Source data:
◆ ◆ ◆

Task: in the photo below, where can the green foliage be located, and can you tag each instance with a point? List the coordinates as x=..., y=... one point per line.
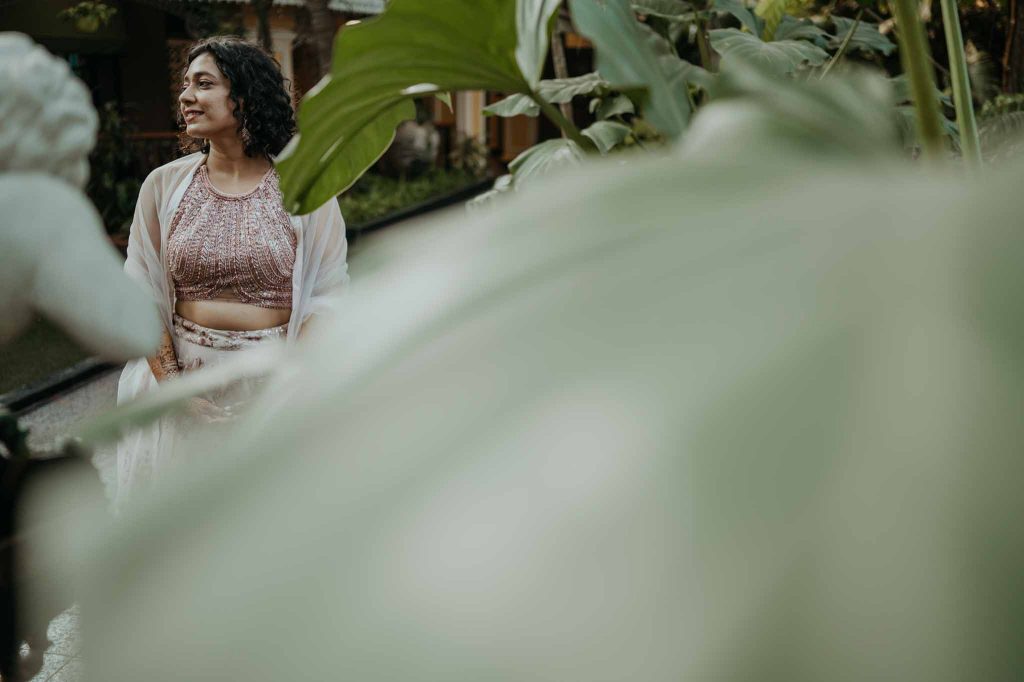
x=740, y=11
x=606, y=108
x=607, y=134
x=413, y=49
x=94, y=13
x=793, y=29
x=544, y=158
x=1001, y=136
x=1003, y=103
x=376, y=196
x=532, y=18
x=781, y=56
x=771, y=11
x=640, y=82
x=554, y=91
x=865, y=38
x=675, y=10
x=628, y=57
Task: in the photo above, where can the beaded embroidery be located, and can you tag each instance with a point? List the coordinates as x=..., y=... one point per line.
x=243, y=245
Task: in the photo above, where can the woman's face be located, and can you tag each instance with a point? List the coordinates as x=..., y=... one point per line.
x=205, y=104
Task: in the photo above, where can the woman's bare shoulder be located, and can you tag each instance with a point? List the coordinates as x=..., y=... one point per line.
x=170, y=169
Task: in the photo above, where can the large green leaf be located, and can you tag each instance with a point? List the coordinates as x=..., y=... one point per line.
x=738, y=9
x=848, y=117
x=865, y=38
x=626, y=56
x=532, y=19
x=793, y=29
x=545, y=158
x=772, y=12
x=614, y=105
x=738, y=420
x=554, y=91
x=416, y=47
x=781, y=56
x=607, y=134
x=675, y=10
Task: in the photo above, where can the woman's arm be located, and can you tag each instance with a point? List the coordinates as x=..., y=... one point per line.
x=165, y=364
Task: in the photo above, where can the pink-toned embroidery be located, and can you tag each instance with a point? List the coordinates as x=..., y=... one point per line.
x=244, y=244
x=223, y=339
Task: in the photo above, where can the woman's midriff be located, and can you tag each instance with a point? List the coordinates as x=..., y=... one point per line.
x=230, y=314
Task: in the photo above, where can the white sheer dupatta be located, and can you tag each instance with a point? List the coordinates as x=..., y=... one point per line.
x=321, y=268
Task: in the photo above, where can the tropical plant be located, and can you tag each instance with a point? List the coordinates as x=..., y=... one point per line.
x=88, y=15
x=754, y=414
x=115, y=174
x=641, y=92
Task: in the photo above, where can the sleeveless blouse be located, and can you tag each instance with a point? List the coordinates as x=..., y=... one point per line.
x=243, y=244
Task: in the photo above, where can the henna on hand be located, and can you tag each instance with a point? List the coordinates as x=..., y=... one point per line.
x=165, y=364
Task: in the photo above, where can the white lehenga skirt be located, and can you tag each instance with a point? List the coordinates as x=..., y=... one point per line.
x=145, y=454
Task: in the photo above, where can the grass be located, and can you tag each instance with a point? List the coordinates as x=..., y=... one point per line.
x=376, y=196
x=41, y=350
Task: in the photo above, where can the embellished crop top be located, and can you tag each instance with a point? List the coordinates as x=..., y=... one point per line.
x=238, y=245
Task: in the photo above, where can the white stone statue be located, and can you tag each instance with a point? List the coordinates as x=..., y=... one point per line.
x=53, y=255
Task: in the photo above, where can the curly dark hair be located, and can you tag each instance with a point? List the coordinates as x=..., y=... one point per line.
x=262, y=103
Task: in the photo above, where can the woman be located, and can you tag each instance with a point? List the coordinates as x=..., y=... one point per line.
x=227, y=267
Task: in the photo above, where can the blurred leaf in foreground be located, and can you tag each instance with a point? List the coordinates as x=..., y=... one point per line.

◆ ◆ ◆

Present the records above as a numbered list, omitting any blank lines and leaving out the pictures.

1. Task: in the photo below, where can the green foliage be located, and can you tag each instance with a point? List the coordinates as x=..., y=... one point per line.
2. x=740, y=11
3. x=606, y=108
4. x=607, y=134
5. x=413, y=49
6. x=94, y=13
7. x=793, y=29
8. x=544, y=158
9. x=1001, y=136
10. x=1003, y=103
11. x=376, y=196
12. x=532, y=18
13. x=781, y=56
14. x=771, y=11
15. x=640, y=82
16. x=554, y=91
17. x=865, y=38
18. x=675, y=10
19. x=628, y=57
20. Task: in the photo above, where can the beaded embroidery be located, and can you tag each instance with a point? List the coordinates as x=..., y=... one point per line.
21. x=243, y=245
22. Task: in the photo above, where can the woman's face be located, and can you tag each instance with a point? List the coordinates as x=..., y=... one point per line.
23. x=205, y=104
24. Task: in the photo above, where can the woman's bare shoulder be located, and can you tag each instance with a point? List the coordinates as x=..., y=... one point per line.
25. x=170, y=169
26. Task: in the photo above, where can the large green leaf be located, and can you tag each instance with a point? List the coordinates as x=..., y=... one point per line.
27. x=738, y=9
28. x=848, y=117
29. x=865, y=38
30. x=626, y=56
31. x=532, y=19
32. x=793, y=29
33. x=545, y=158
34. x=772, y=12
35. x=614, y=105
36. x=738, y=420
37. x=554, y=91
38. x=416, y=47
39. x=781, y=56
40. x=607, y=134
41. x=675, y=10
42. Task: in the photo above, where can the woman's arm be located, and can you tag each instance with a point? List the coordinates as x=..., y=... one point per line.
43. x=165, y=364
44. Task: in the photo above, where can the pink-toned embroidery be located, and can you tag each instance with a point? List the coordinates as x=..., y=... one point per line.
45. x=244, y=244
46. x=223, y=339
47. Task: in the photo above, where can the woman's midriff be located, and can you tag each instance with a point? List the coordinates as x=..., y=... one point per line.
48. x=230, y=314
49. Task: in the photo above, where can the white sheer dupatta be located, and can you tag each instance with a point? List the coordinates as x=..., y=... one point per line.
50. x=321, y=268
51. Task: in the photo above, where can the tropical plant be located, and can you tag each instance with a point? List the coordinates as x=..., y=... one point per line.
52. x=88, y=15
53. x=754, y=414
54. x=115, y=174
55. x=641, y=92
56. Task: in the photo above, where can the sleeveless blouse be located, and can you tag each instance with a point? List the coordinates as x=..., y=... one point per line.
57. x=243, y=244
58. Task: in the photo above, where can the henna on hand be located, and can you tag each instance with a point? List the coordinates as x=..., y=... one point per line.
59. x=165, y=364
60. Task: in the photo above, where can the white lehenga skirt be located, and can you tag each instance with a point? List the coordinates as x=..., y=... one point per line.
61. x=145, y=454
62. Task: in the photo above, where can the grass be located, and can you tag each instance with a point? List the coordinates as x=..., y=... one point per line.
63. x=376, y=196
64. x=41, y=350
65. Task: in the photo above, where can the embellished crop top be located, and can you tag each instance with a point? List the coordinates as x=..., y=... one point per line.
66. x=238, y=245
67. Task: in the photo above, where can the white stone statue be located, and can you tag each instance with a point? List the coordinates as x=..., y=... one point per line.
68. x=53, y=255
69. Task: in the photo above, where can the curly dark hair be located, and can you tag each instance with a point? List the coordinates as x=..., y=... one point per line.
70. x=262, y=103
71. Task: in the photo above, where can the woman be located, and can you tag each instance with a point? List the coordinates as x=..., y=... one point per line.
72. x=227, y=267
73. Task: in the photo above, where can the blurred leaf in foreground be located, and can you tag each instance with a point? List the coordinates as x=..., y=... one point per line.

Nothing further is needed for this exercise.